▶ **Problem to work on**
Below are the records; print them again exactly and omit the pictures.

▶ **Records from a dataset**

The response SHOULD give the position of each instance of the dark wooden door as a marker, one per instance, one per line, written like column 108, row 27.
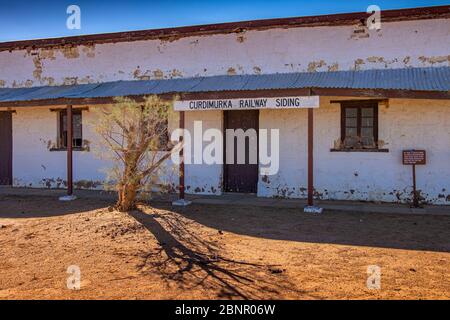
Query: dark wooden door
column 241, row 177
column 5, row 148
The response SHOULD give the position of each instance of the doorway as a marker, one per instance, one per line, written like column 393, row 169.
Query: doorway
column 5, row 148
column 241, row 178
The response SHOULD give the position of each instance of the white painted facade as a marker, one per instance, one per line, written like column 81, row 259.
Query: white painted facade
column 371, row 176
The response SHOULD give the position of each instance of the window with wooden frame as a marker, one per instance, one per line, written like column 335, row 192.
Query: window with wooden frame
column 77, row 133
column 359, row 125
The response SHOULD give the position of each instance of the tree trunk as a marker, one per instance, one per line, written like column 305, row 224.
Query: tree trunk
column 127, row 197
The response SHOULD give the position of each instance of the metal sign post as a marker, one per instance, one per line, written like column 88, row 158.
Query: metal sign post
column 413, row 158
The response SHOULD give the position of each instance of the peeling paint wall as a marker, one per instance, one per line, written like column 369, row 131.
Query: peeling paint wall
column 398, row 44
column 203, row 178
column 370, row 176
column 36, row 166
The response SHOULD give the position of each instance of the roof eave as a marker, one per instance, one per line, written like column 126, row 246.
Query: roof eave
column 436, row 12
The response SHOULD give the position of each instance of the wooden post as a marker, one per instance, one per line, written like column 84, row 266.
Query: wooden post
column 415, row 197
column 181, row 183
column 69, row 151
column 310, row 157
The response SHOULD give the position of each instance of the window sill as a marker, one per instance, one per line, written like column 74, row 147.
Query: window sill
column 359, row 150
column 65, row 149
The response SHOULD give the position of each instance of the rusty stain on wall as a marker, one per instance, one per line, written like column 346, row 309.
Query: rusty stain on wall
column 257, row 70
column 231, row 71
column 38, row 68
column 333, row 67
column 434, row 60
column 358, row 64
column 240, row 38
column 158, row 74
column 70, row 52
column 314, row 65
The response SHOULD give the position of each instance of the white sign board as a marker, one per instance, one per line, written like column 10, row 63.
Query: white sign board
column 246, row 104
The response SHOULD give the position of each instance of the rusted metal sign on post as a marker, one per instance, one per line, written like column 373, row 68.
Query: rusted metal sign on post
column 413, row 158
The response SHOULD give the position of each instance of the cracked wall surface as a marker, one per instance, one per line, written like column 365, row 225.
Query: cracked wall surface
column 367, row 176
column 419, row 43
column 35, row 165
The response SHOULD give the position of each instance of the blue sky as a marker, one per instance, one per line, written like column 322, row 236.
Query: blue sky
column 44, row 19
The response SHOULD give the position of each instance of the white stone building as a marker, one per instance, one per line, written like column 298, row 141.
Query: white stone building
column 380, row 92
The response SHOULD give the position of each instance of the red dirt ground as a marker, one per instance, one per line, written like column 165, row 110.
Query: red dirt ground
column 217, row 252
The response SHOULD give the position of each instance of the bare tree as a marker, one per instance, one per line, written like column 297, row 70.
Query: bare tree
column 136, row 136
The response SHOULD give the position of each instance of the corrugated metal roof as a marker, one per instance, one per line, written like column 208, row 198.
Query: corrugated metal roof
column 421, row 79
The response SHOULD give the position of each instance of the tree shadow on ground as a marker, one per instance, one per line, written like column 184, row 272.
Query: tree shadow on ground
column 20, row 207
column 383, row 230
column 191, row 259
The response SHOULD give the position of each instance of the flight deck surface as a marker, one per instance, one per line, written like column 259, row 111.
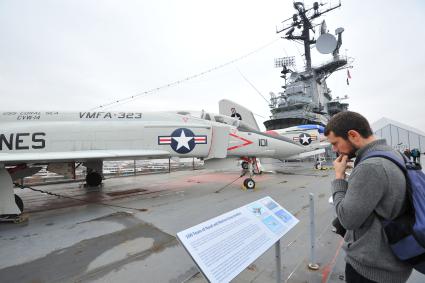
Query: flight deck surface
column 125, row 232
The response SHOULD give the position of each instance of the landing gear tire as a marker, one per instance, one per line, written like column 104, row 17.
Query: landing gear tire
column 249, row 184
column 19, row 203
column 93, row 179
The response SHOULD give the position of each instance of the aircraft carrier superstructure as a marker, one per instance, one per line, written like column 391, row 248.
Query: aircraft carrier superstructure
column 306, row 99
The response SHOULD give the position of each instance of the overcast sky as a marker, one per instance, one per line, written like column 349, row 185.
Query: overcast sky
column 79, row 54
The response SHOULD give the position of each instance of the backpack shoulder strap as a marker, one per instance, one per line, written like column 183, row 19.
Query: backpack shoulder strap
column 398, row 159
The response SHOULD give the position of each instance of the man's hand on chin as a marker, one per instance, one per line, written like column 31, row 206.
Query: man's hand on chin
column 340, row 165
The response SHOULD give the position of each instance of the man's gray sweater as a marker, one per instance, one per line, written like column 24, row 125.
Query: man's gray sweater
column 375, row 187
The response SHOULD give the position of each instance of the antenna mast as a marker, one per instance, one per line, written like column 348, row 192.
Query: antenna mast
column 303, row 20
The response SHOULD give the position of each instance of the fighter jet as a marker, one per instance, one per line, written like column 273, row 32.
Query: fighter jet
column 31, row 139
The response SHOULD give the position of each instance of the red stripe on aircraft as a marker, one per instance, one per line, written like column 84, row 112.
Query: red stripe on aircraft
column 246, row 142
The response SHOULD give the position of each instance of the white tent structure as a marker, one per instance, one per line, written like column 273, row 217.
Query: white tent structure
column 398, row 135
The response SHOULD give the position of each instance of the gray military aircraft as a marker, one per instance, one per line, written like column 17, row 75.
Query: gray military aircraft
column 31, row 139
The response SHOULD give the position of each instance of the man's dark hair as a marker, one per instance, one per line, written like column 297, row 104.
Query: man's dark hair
column 345, row 121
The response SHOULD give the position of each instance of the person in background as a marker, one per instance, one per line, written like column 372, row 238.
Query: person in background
column 407, row 153
column 415, row 155
column 235, row 114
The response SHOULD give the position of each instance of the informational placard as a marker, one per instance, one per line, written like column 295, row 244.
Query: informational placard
column 224, row 246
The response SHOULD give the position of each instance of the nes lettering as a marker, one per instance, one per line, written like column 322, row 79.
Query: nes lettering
column 22, row 141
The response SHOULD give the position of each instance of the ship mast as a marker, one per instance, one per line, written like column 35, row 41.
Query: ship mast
column 304, row 21
column 306, row 99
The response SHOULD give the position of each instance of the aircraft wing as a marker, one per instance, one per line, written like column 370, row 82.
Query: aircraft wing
column 84, row 155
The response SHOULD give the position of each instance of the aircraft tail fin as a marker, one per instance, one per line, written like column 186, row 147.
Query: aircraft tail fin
column 247, row 117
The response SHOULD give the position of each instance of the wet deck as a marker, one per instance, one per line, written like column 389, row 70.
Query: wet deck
column 125, row 232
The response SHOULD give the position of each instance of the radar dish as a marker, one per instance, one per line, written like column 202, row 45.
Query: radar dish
column 326, row 43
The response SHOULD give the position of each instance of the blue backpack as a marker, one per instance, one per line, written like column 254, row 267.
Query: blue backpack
column 406, row 233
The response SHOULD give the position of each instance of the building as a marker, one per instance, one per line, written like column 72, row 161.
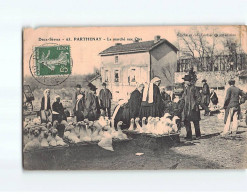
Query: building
column 123, row 66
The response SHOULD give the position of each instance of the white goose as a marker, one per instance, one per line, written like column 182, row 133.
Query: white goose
column 131, row 128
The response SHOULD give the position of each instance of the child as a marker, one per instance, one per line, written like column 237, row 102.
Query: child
column 214, row 99
column 175, row 108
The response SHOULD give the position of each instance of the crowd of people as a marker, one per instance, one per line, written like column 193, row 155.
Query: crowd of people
column 149, row 100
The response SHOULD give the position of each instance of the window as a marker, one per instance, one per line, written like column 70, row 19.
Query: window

▶ **Final answer**
The response SHOULD give the position of each instance of the dark wooden door as a marker, one per instance, one per line, written like column 108, row 27.
Query: dark wooden door
column 241, row 177
column 5, row 148
The response SHOULD give the position of each instance of the doorway as a marker, one per instance, one per line, written like column 393, row 169.
Query: doorway
column 5, row 148
column 241, row 178
The response SHOULD give the position of each instance of the white painted facade as a marker, one per instance, one per line, written like column 81, row 259.
Query: white painted facade
column 371, row 176
The response SHOULD give the position of each instance of the window with wooden frame as a marker, one per instance, one per line, written like column 335, row 192.
Query: window with wooden frame
column 77, row 133
column 359, row 125
The response SHOULD give the position of each instance of the tree trunk as a marker, one per instance, one per line, written like column 305, row 224.
Query: tree trunk
column 127, row 197
The response SHOULD give the position of each instance of the metal sign post as a marker, one per instance, one per line, written like column 88, row 158.
Query: metal sign post
column 413, row 158
The response SHOULD give the position of each instance of the peeling paint wall as a marker, one per instance, one per line, written like column 369, row 131.
Query: peeling paint wall
column 398, row 44
column 203, row 178
column 370, row 176
column 36, row 166
The response SHOULD give the position of each instance of the roof eave as a marker, one per instance, one per line, written like column 126, row 246.
Query: roof eave
column 436, row 12
The response SHOULD give the position of each instance of the wooden post as a marker, one per instance, one per line, written like column 84, row 266.
Query: wooden post
column 415, row 197
column 181, row 183
column 69, row 151
column 310, row 157
The response SHOULD give the position of each instance of the window sill as a marker, one per instance, one per line, written like column 74, row 147.
Query: window sill
column 359, row 150
column 65, row 149
The response SHOULD give the position of each instance of the rusty stain on wall as a marker, one per instance, one per line, written like column 346, row 309.
Query: rusty stain on wall
column 257, row 70
column 231, row 71
column 38, row 68
column 333, row 67
column 434, row 60
column 358, row 64
column 240, row 38
column 158, row 74
column 70, row 52
column 314, row 65
The response SHOULD give the position of each instance of the white sign board as a marker, one per instance, one per line, written like column 10, row 63.
Query: white sign board
column 246, row 104
The response SHOULD give the position of each instance of the rusted metal sign on post as a marker, one per instance, one per line, written like column 373, row 68.
Query: rusted metal sign on post
column 413, row 158
The response SHOULD give the position of each instance of the cracked wall surface as a marker, one per instance, one per line, written like column 365, row 225.
Query: cracked wall surface
column 367, row 176
column 419, row 43
column 35, row 165
The response SHOULD give the position of each instance of the blue sky as a marker, one per instance, one per line, written like column 322, row 236.
Query: blue sky
column 44, row 19
The response SHOULD give the position of each instance of the white stone building as a marker, one per instance, one per line, written like column 298, row 141.
Query: white stone building
column 380, row 92
The response SHOULD give the position of each instance of the red dirt ground as a marker, one per instance, one per line, written like column 165, row 110.
Query: red dirt ground
column 217, row 252
The response SHOULD give the position of each instance of the bare tree as a marker, one per instance, one per line, written like column 297, row 70.
Query: bare tree
column 136, row 136
The response SHOULD give the position of each instance of the corrugated metal roof as a marker, one per instance, one per line, written like column 208, row 198.
Query: corrugated metal roof
column 421, row 79
The response SHOULD give the position of each instance of the tree shadow on ground as a marker, one per instance, one per line, written like column 184, row 272.
Query: tree shadow on ground
column 20, row 207
column 383, row 230
column 191, row 259
The response SHOULD give the position of each instance of the flight deck surface as a marker, one per instance, one per line, written like column 259, row 111.
Query: flight deck surface
column 125, row 232
The response SHOULD give the position of each instance of the landing gear tire as a marker, one per instance, one per line, written like column 104, row 17.
Query: landing gear tire
column 249, row 184
column 19, row 203
column 93, row 179
The response SHOULD give the position of each instance of the aircraft carrier superstructure as a marker, one per instance, one per line, written like column 391, row 248.
Query: aircraft carrier superstructure
column 306, row 99
The response SHOULD give the position of each instance of the overcast sky as a marker, one per instance, one per line, written like column 349, row 185.
Query: overcast sky
column 79, row 54
The response SHOULD give the position of each instance of the backpack shoulder strap as a marker, one per instance, one per line, written like column 183, row 19.
Query: backpack shoulder strap
column 398, row 159
The response SHOULD give the position of each instance of the man's hand on chin as a marker, one per instance, one per line, written like column 31, row 206.
Query: man's hand on chin
column 340, row 165
The response SHOULD give the position of each instance of the man's gray sweater as a marker, one per instance, one per line, written like column 24, row 125.
Query: man's gray sweater
column 375, row 187
The response SHOULD give the position of each instance of the antenna mast as a marker, one per instance, one per line, written like column 348, row 192.
Query: antenna mast
column 303, row 20
The response SHOULD give the position of each instance of the fighter jet as a marker, one per instance, one per line, written like column 273, row 32.
Query: fighter jet
column 31, row 139
The response SHOULD give the position of each instance of the red stripe on aircraft as a marker, one per instance, one per line, written like column 84, row 112.
Query: red stripe on aircraft
column 246, row 142
The response SHOULD give the position of each instance of the white tent structure as a marker, one per instance, one per line, written like column 273, row 217.
Query: white tent structure
column 398, row 135
The response SHOULD give the position of each instance of the gray military aircraft as a marker, one per instance, one per line, written like column 17, row 75.
Query: gray military aircraft
column 31, row 139
The response SHOULD give the position of each instance of the man's dark hair as a marker, one per instance, one per line, written like column 297, row 104.
Query: man's dark hair
column 345, row 121
The response SHOULD give the position of each instance of the person in background as a marker, one per instance, one per line, written like column 372, row 238.
Query: person in background
column 407, row 153
column 415, row 155
column 235, row 114
The response SHOULD give the position of each instance of the informational placard as a marker, one per instance, one per line, written like column 295, row 244.
Query: informational placard
column 224, row 246
The response SHOULD give the position of each instance of the nes lettering as a marker, one per instance, one per line, written like column 322, row 79.
Query: nes lettering
column 22, row 141
The response SHOULD give the position of each instance of the ship mast as a marker, one per instance, one per line, written like column 35, row 41.
Query: ship mast
column 304, row 21
column 306, row 99
The response SHOULD give the position of each instance of the aircraft wing as a marker, one per instance, one per line, written like column 370, row 82.
Query: aircraft wing
column 84, row 155
The response SHOULD give the position of each instance of the aircraft tail fin as a marker, one per instance, one per line, written like column 186, row 147.
Query: aircraft tail fin
column 247, row 117
The response SHOULD give the position of each instance of the wet deck as a marker, one per instance, one per line, written like column 389, row 70.
Query: wet deck
column 125, row 232
The response SHOULD give the position of each instance of the radar dish as a marker, one per instance, one per line, written like column 202, row 45.
Query: radar dish
column 326, row 43
The response SHOULD give the position of each instance of the blue backpack as a marker, one per instance, one per line, written like column 254, row 267.
Query: blue backpack
column 406, row 233
The response SHOULD give the position of each instance of the building as a marker, one per instance, one per line, written like column 72, row 161.
Query: building
column 123, row 66
The response SHOULD give the position of each instance of the white goose as a marker, one per instance, one per line, written like column 182, row 133.
Query: white goose
column 131, row 128
The response SHOULD give the position of each instance of the child as a marker, one per instance, one per line, written like column 237, row 102.
Query: child
column 214, row 99
column 175, row 108
The response SHOULD give the position of each instance of the crowd of people as a marker, one per instance, one per line, written like column 193, row 155.
Query: crowd of people
column 149, row 100
The response SHOULD give the position of each instance of the window as a marker, one per instance, one per line, written like column 70, row 19.
Query: window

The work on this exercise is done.